## Record excerpts
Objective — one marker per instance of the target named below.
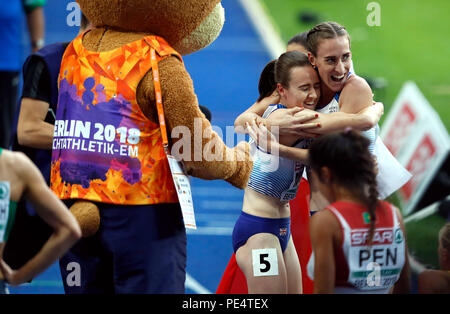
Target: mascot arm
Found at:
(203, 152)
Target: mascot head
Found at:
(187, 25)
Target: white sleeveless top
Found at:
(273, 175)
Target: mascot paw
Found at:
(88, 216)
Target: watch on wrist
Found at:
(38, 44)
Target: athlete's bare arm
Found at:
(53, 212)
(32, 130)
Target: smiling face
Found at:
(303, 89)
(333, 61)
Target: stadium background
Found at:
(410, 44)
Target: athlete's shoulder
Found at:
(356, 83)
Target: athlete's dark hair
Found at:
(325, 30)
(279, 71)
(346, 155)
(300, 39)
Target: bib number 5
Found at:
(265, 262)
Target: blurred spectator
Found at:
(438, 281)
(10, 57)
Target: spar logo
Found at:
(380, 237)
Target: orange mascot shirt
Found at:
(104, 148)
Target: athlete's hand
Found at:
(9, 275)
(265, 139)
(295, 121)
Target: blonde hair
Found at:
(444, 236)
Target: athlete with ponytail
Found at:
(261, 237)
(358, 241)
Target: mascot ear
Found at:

## Do this
Put every line of the records above into a Markdown table with the columns Row and Line, numbering each row and skipping blank lines. Leave the pictures out of your answer.

## Task result
| Row | Line |
|---|---|
| 1 | Objective — one marker per instance of the target named below. |
| 2 | Target: mascot arm |
| 3 | Found at: |
| 4 | (203, 152) |
| 5 | Target: mascot head |
| 6 | Found at: |
| 7 | (187, 25) |
| 8 | Target: white sleeveless top |
| 9 | Found at: |
| 10 | (273, 175) |
| 11 | Target: mascot paw |
| 12 | Found at: |
| 13 | (88, 216) |
| 14 | Target: watch on wrist |
| 15 | Found at: |
| 16 | (38, 44) |
| 17 | Target: athlete's bare arm |
| 18 | Found at: |
| 19 | (53, 212) |
| 20 | (32, 130) |
| 21 | Target: smiling face |
| 22 | Found at: |
| 23 | (303, 89) |
| 24 | (333, 61) |
| 25 | Target: stadium background |
| 26 | Found at: |
| 27 | (410, 44) |
| 28 | Target: athlete's shoulder |
| 29 | Found at: |
| 30 | (356, 83) |
| 31 | Target: athlete's dark hair |
| 32 | Found at: |
| 33 | (325, 30) |
| 34 | (279, 71) |
| 35 | (346, 155) |
| 36 | (300, 39) |
| 37 | Target: bib number 5 |
| 38 | Found at: |
| 39 | (265, 262) |
| 40 | Target: blurred spectator |
| 41 | Found at: |
| 42 | (438, 281) |
| 43 | (10, 57) |
| 44 | Target: spar logo |
| 45 | Found at: |
| 46 | (380, 237) |
| 47 | Target: orange mascot shirt |
| 48 | Found at: |
| 49 | (104, 148) |
| 50 | Target: athlete's hand |
| 51 | Found at: |
| 52 | (9, 275) |
| 53 | (265, 139) |
| 54 | (295, 121) |
| 55 | Target: blonde hair |
| 56 | Found at: |
| 57 | (444, 236) |
| 58 | Target: athlete with ponytail |
| 59 | Found at: |
| 60 | (261, 237) |
| 61 | (358, 241) |
| 62 | Target: mascot ear |
| 63 | Found at: |